→ Required action
What lines of the material below hold the string "clicks"? Copy them out.
__________________________________________________
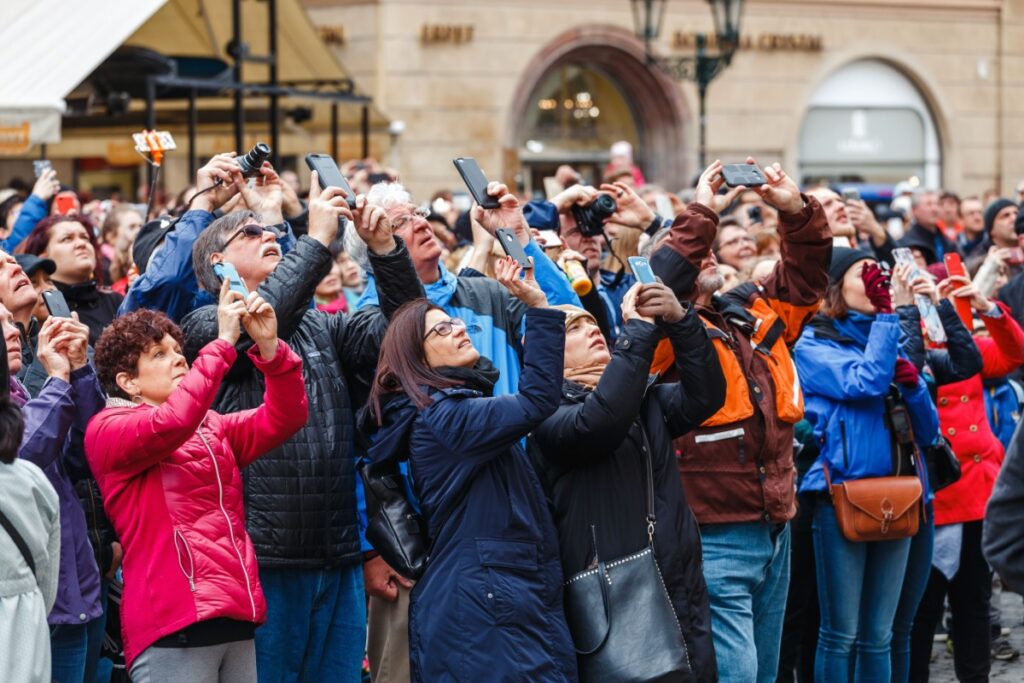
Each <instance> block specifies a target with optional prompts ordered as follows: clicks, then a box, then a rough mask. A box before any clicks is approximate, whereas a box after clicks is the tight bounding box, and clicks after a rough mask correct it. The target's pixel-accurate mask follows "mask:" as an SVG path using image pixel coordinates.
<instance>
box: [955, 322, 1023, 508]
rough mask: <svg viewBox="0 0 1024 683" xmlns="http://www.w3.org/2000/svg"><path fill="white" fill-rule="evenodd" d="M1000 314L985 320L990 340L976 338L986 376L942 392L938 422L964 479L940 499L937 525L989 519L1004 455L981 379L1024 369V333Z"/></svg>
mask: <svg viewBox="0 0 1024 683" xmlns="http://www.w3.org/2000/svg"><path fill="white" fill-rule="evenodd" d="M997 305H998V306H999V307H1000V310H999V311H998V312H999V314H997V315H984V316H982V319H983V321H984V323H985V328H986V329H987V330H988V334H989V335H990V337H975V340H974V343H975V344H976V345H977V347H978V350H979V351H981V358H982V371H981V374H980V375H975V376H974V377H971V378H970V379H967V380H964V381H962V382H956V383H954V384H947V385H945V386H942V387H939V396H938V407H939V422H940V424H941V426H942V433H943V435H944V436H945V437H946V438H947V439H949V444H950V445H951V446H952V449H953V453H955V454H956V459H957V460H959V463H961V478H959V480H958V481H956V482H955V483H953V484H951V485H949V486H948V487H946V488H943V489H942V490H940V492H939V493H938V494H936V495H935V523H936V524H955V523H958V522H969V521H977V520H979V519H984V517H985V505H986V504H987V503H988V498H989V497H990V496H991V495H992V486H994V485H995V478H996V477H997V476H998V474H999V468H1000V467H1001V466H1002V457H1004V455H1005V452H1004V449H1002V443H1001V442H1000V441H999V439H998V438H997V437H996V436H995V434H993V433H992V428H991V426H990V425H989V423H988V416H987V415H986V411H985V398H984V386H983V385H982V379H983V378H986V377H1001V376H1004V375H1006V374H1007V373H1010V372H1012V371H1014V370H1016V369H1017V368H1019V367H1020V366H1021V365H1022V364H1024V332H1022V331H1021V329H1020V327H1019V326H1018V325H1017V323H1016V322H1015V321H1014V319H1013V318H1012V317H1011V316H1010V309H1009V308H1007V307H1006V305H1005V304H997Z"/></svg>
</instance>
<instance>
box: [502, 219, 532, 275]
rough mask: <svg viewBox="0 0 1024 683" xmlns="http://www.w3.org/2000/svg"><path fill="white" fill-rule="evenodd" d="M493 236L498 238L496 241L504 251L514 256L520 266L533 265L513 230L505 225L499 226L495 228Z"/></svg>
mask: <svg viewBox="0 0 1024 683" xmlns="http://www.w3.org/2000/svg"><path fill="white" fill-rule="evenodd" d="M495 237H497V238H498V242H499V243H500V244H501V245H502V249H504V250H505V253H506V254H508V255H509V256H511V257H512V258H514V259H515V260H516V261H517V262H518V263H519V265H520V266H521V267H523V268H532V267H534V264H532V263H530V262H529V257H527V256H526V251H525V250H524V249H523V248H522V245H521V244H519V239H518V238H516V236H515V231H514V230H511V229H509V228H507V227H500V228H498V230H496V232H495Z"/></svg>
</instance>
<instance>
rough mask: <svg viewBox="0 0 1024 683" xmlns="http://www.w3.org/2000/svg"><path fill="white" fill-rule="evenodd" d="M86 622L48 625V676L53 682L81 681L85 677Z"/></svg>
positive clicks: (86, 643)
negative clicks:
__________________________________________________
→ Task solution
Each <instance> block specifies a target with optional prompts ordered as follows: clicks, then a box, then a rough mask. A box before any clicks is approximate, whereas a box after clicks is the tight bounding box, and clicks after a rough mask correct it. The target's pixel-accurate mask follows "mask:" as an SVG path using image pixel coordinates.
positive clicks: (86, 643)
negative clicks:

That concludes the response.